>> begin Data provided
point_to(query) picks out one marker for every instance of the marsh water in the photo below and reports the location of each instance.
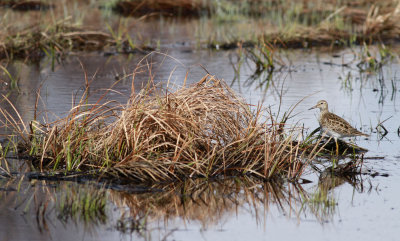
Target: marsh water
(361, 207)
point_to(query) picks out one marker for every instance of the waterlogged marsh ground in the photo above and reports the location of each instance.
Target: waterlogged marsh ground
(353, 208)
(364, 207)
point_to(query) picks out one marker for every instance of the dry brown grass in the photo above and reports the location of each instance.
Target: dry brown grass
(203, 130)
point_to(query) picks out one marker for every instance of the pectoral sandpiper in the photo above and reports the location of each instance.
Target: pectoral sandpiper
(334, 125)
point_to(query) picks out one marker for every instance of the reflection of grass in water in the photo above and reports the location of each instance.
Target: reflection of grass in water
(81, 202)
(211, 201)
(202, 130)
(322, 204)
(283, 23)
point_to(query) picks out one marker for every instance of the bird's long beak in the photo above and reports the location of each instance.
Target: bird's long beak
(315, 106)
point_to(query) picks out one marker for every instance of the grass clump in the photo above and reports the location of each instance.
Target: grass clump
(203, 130)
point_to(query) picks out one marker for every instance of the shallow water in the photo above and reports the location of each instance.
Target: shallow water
(367, 209)
(362, 208)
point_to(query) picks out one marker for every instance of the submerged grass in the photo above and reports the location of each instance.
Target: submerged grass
(202, 130)
(221, 25)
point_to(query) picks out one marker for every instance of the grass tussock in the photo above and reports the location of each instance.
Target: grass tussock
(203, 130)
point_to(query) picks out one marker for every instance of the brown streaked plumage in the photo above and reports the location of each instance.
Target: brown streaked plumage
(334, 125)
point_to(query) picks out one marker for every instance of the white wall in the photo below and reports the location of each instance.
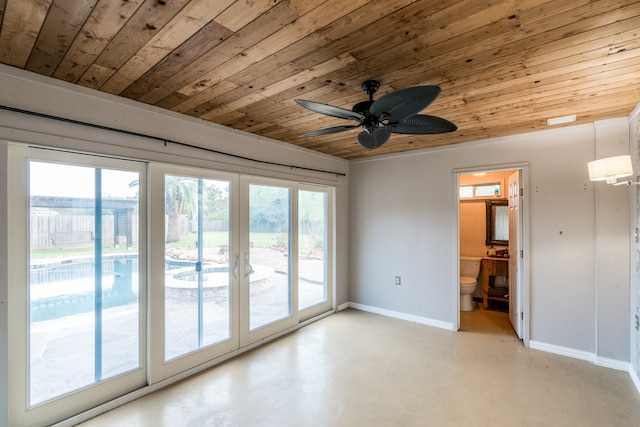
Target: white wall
(28, 91)
(634, 303)
(402, 223)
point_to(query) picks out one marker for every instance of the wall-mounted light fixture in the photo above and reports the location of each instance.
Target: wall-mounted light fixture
(610, 169)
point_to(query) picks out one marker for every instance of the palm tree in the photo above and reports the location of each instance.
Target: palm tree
(179, 193)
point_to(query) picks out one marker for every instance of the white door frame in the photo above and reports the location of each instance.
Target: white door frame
(524, 212)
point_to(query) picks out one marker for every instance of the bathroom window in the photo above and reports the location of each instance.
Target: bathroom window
(480, 190)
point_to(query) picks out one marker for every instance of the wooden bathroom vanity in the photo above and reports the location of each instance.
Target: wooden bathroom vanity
(491, 267)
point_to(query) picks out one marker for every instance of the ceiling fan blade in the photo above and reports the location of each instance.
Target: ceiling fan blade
(403, 103)
(330, 110)
(421, 125)
(375, 139)
(328, 131)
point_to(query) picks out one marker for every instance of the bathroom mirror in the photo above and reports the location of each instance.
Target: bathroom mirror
(497, 222)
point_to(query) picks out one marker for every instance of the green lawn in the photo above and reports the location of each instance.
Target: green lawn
(211, 238)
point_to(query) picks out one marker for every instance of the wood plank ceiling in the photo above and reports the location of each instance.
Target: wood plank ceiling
(504, 66)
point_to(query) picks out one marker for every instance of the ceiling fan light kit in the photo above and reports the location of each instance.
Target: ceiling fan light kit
(395, 112)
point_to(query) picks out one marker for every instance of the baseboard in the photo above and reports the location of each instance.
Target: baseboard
(581, 355)
(634, 377)
(402, 316)
(612, 364)
(563, 351)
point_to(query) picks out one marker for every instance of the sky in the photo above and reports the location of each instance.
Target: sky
(53, 179)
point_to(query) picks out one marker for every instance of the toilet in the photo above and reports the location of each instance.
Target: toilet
(469, 271)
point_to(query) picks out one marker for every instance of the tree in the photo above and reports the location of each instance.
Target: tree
(180, 195)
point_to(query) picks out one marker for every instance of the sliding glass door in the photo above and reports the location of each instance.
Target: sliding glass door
(268, 286)
(315, 239)
(224, 261)
(195, 271)
(81, 232)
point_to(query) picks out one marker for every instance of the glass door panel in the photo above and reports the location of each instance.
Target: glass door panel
(83, 277)
(197, 274)
(269, 249)
(77, 305)
(194, 269)
(268, 282)
(313, 240)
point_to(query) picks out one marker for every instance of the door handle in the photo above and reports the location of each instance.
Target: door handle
(248, 269)
(236, 266)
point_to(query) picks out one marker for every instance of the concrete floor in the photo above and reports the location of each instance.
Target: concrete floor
(360, 369)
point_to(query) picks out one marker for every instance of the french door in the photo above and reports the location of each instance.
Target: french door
(227, 245)
(223, 260)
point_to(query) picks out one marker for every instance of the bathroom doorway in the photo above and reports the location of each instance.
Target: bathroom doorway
(492, 223)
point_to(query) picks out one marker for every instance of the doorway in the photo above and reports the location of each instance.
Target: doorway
(492, 224)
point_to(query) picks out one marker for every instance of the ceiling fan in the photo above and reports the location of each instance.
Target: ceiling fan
(395, 112)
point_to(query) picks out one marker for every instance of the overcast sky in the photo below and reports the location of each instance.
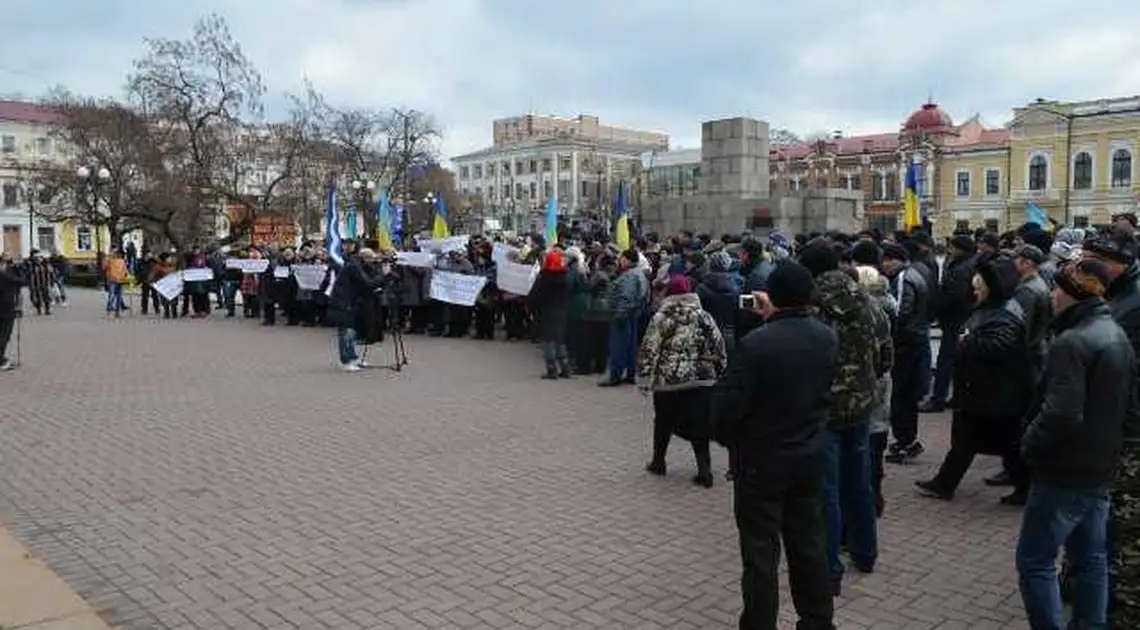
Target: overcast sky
(665, 65)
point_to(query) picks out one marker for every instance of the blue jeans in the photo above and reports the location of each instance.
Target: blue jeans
(114, 296)
(624, 346)
(848, 500)
(1076, 520)
(345, 344)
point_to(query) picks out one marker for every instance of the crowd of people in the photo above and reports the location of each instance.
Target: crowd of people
(809, 359)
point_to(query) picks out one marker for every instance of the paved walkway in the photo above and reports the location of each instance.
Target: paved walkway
(219, 474)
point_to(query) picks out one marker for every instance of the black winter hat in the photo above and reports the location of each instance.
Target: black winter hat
(790, 286)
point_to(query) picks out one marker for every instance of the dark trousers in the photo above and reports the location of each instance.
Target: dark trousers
(944, 367)
(7, 325)
(674, 408)
(906, 393)
(878, 451)
(789, 506)
(151, 297)
(485, 321)
(417, 319)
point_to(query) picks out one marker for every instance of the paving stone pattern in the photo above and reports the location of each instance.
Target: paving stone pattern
(219, 474)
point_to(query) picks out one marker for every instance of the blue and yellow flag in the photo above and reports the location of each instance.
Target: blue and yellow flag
(439, 226)
(552, 221)
(621, 219)
(383, 222)
(912, 212)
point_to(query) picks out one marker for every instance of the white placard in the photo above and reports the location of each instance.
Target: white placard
(169, 286)
(512, 277)
(309, 276)
(415, 259)
(444, 245)
(247, 266)
(197, 275)
(456, 288)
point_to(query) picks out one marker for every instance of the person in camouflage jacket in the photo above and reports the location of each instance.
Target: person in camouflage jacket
(849, 502)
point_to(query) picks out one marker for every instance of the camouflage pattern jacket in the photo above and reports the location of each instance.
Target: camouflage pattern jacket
(682, 349)
(851, 311)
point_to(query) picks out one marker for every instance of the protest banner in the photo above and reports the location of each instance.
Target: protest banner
(415, 259)
(456, 288)
(309, 276)
(197, 275)
(444, 245)
(169, 286)
(247, 266)
(515, 278)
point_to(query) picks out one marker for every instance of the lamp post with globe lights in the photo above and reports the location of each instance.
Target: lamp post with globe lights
(89, 186)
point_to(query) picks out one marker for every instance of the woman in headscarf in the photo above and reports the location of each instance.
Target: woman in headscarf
(993, 379)
(680, 360)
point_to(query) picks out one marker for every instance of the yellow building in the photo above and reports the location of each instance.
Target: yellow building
(1075, 160)
(79, 243)
(974, 187)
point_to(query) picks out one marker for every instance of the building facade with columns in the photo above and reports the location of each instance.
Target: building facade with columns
(534, 157)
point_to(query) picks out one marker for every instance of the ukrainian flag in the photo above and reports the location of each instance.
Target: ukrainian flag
(439, 227)
(621, 219)
(912, 213)
(552, 221)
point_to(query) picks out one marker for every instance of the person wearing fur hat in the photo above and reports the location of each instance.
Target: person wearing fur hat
(680, 360)
(909, 334)
(993, 379)
(1073, 444)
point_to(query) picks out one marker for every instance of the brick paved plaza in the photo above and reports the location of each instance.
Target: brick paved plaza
(219, 474)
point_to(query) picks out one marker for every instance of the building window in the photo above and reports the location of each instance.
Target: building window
(962, 183)
(892, 187)
(993, 181)
(10, 195)
(82, 238)
(1082, 171)
(46, 238)
(1122, 169)
(1039, 172)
>> end Data provided
> [Task] Take the line in which "of the lamp" occurs and each subsequent line through the end; give these lines again without alteration.

> [Result of the exercise]
point_to(query) picks out one marker for every instance of the lamp post with globe lights in the photo above and reports the location of each instance.
Target: lamp post with globe lights
(89, 186)
point_to(query) picks out one marker for every instance of the woman in headscarf in the photo above and reports the location of each instance.
Target: woman in headscarf
(993, 379)
(680, 360)
point_to(query) picks out one marker for every instance of the yellow building in the photo above and reports the location of each instance.
Target: yellow building
(1075, 160)
(79, 243)
(974, 187)
point_to(query) picks out one marker for every instance of the building facade with columns in the photo above and reports the location of each instance.
Target: building facade with columns
(534, 157)
point_to(query) picks out one marker for every instance of the ukrainian flag in the photo above and reports the location of each instance.
Target: ukrainian flag
(439, 227)
(621, 219)
(912, 213)
(552, 221)
point_to(query) picks out one marker for every instance of the person wearing fur hat in the photo above and reports the location of each instance.
Target: person wearing fur hat
(680, 360)
(909, 334)
(993, 379)
(1073, 444)
point_to(query) picks out one marker for every instance of the brick paved plaza in the photo above and reports the location of each instance.
Target: brick paved plaza
(219, 474)
point_to(query) picks out one marker for every instance of the building window in the photo above and reports the location of each instance.
Target: building window
(962, 183)
(892, 187)
(993, 181)
(10, 195)
(82, 238)
(1082, 171)
(46, 238)
(1122, 169)
(1039, 172)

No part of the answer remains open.